§ Aufgabe im Detail
Bitte führen Sie den folgenden Text über Schopenhauers Auffassung von Kunst und Musik im Anschluss an seinen letzten Satz fort.

§ Lesetext
....
Arthur Schopenhauer vertrat in seinem Werk Die Welt als Wille und Vorstellung die Auffassung, «dass aus dem Kunstwerk die Idee uns leichter entgegentritt als aus der Natur und der Wirklichkeit». In den bildenden Künsten und der Dichtung sieht der Philosoph die «unmittelbar stoffliche Verkörperung der Ideen». Die Musik nimmt seiner Auffassung nach eine Sonderstellung ein, denn für sie gebe es kein natürliches Vorbild. «Die Musik ist nämlich eine so unmittelbare Objektivation und Abbild des ganzen Willens, wie die Welt selbst es ist, ja wie die Ideen es sind [...] Die Musik ist also keineswegs, gleich den anderen Künsten, das Abbild der Ideen; sondern Abbild des Willens selbst, dessen Objektität auch die Ideen sind: deshalb eben ist die Wirkung der Musik so sehr viel mächtiger und eindringlicher, als die der anderen Künste: denn diese reden nur vom Schatten, sie aber vom Wesen». An späterer Stelle fährt er fort: «Die Pulsschläge der göttlichen Tonkunst haben nicht aufgehört zu schlagen [...] und ein unmittelbarer Widerhall des Ewigen ist uns in ihr geblieben».
....
(Eine Folge von Einträgen)

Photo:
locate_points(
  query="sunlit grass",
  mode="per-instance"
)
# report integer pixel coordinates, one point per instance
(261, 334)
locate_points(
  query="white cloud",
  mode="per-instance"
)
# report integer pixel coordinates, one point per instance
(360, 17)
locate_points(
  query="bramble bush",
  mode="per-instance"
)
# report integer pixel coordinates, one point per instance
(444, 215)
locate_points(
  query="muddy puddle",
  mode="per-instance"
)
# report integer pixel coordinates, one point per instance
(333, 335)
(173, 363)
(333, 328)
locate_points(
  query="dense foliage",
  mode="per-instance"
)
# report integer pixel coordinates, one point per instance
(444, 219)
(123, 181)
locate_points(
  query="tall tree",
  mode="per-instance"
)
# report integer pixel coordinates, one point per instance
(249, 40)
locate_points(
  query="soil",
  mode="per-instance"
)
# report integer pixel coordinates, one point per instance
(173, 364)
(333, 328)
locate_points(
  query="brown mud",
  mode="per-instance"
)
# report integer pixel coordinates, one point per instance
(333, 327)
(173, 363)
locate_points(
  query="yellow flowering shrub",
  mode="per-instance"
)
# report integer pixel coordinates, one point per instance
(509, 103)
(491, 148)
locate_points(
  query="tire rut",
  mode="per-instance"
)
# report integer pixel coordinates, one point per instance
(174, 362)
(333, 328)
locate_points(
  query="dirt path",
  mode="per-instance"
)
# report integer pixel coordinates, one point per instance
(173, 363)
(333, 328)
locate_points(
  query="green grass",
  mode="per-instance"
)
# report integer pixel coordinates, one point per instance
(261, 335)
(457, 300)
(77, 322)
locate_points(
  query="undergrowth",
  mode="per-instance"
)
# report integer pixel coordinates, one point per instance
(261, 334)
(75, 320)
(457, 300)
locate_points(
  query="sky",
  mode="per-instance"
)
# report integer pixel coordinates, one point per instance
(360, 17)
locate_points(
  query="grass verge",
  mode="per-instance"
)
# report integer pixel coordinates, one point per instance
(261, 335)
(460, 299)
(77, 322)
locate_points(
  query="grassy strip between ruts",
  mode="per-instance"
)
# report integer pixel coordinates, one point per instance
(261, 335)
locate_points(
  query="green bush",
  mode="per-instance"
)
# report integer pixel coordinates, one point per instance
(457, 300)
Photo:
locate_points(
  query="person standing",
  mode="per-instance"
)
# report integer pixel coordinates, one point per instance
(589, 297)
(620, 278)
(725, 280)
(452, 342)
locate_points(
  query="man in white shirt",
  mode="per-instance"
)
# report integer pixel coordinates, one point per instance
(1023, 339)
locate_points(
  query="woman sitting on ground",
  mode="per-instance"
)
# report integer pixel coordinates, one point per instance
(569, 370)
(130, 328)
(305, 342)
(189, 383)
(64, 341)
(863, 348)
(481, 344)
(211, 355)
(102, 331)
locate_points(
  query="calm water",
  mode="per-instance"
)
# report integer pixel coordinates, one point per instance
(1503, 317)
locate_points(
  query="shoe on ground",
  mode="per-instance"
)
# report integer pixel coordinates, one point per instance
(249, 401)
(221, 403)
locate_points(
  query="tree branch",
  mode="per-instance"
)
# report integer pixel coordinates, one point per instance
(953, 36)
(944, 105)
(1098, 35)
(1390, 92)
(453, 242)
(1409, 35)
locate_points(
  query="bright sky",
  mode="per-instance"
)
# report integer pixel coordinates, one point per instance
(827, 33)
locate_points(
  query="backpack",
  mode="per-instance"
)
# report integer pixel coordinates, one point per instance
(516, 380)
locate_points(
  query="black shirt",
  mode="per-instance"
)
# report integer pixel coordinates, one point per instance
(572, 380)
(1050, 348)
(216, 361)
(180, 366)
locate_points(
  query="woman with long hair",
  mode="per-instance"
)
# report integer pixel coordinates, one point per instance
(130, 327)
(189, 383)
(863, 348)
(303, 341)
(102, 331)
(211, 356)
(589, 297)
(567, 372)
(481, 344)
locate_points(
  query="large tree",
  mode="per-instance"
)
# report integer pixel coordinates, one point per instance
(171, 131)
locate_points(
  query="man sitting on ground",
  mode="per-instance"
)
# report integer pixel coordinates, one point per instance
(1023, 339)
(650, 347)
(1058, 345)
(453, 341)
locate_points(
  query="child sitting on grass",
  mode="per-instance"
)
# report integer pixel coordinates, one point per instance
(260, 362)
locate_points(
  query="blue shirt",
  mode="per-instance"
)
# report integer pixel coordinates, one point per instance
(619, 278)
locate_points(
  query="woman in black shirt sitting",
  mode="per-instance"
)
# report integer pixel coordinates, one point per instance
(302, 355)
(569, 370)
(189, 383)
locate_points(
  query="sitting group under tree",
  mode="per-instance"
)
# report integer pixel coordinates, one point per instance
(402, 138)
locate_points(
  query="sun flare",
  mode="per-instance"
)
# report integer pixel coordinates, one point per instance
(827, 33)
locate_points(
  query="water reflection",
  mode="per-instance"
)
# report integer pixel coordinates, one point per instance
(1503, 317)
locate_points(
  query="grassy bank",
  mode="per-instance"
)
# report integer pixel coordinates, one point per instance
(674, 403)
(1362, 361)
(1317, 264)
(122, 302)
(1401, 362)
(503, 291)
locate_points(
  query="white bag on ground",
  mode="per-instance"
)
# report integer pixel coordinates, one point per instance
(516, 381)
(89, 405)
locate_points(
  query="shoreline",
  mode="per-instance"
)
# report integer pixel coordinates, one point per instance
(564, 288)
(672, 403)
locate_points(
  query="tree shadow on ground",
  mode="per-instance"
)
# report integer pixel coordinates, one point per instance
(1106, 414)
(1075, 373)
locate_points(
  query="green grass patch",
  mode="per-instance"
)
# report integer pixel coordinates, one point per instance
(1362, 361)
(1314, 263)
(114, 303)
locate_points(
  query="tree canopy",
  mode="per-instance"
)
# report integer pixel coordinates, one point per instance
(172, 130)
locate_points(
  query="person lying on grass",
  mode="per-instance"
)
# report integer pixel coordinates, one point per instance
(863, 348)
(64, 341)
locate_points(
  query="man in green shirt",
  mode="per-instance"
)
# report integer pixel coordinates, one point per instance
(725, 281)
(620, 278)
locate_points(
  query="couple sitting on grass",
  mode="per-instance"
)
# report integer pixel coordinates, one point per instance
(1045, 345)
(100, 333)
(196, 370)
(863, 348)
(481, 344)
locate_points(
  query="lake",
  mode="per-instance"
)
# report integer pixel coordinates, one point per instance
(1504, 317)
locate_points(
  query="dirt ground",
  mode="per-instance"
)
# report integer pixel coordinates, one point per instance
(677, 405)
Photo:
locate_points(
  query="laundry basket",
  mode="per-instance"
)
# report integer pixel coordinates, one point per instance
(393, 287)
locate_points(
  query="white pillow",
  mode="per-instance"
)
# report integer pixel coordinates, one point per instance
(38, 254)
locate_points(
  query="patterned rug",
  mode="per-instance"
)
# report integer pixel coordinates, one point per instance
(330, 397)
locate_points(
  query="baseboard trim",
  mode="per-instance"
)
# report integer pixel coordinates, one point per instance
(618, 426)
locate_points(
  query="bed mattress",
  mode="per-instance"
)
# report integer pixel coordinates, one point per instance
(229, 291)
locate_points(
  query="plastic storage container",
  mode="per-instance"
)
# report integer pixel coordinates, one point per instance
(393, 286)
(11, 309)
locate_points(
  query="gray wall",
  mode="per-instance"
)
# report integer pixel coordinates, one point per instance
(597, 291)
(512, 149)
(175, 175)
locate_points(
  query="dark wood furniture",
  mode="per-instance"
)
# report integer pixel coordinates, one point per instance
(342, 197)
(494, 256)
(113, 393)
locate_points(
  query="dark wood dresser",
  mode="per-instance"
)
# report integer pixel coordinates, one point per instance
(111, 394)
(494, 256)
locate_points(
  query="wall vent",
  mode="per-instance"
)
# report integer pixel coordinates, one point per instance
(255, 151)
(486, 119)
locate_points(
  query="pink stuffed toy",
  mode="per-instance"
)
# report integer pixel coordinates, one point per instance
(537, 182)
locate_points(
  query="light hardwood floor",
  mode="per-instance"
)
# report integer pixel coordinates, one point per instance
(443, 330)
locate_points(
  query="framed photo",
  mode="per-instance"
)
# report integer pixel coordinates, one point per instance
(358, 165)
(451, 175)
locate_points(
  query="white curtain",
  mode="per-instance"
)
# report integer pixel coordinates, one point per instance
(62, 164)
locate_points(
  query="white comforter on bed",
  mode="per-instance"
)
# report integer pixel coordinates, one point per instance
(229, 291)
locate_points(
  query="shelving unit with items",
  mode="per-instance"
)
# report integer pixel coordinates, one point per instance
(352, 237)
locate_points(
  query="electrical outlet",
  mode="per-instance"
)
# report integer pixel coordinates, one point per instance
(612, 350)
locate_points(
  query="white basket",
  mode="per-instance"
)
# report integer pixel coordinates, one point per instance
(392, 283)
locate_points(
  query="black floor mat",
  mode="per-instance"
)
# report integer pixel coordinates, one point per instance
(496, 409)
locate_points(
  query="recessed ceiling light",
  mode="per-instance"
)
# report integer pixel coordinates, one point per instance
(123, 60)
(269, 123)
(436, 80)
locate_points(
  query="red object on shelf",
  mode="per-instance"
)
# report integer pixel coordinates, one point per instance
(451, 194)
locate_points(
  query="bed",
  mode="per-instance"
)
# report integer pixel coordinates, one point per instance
....
§ Ergebnis
In der Musik manifestieren sich demnach objektive Gesetze, Ideen der Schöpfung. Goethe beschreibt es im Faust, wie dem Menschen als Teil der Schöpfung die Fähigkeit verliehen ist, Musik im Pendelschlag mit den Himmelskräften, die auf- und niedersteigen in die Sinneswelt hineinzutragen.
Die Sprache des Menschen und Musik als Sprache
Der Mensch erwirbt sich Sprache stufenweise. Sie tritt anfänglich als soziale Interaktion in Erscheinung und entwickelt sich über die Stufe der Information und Mitteilung zum Ausdruck individueller Selbst- und Welterkenntnis. Sie kann aber auch überpersönliche Inhalte ausdrücken, so jedenfalls fasst das Johannes-Evangelium sie auf, in dessen Prolog es heißt: «Im Urbeginne war das Wort, [...] durch es sind alle Dinge geworden, und nichts von allem Entstandenen ist anders als durch das Wort geworden».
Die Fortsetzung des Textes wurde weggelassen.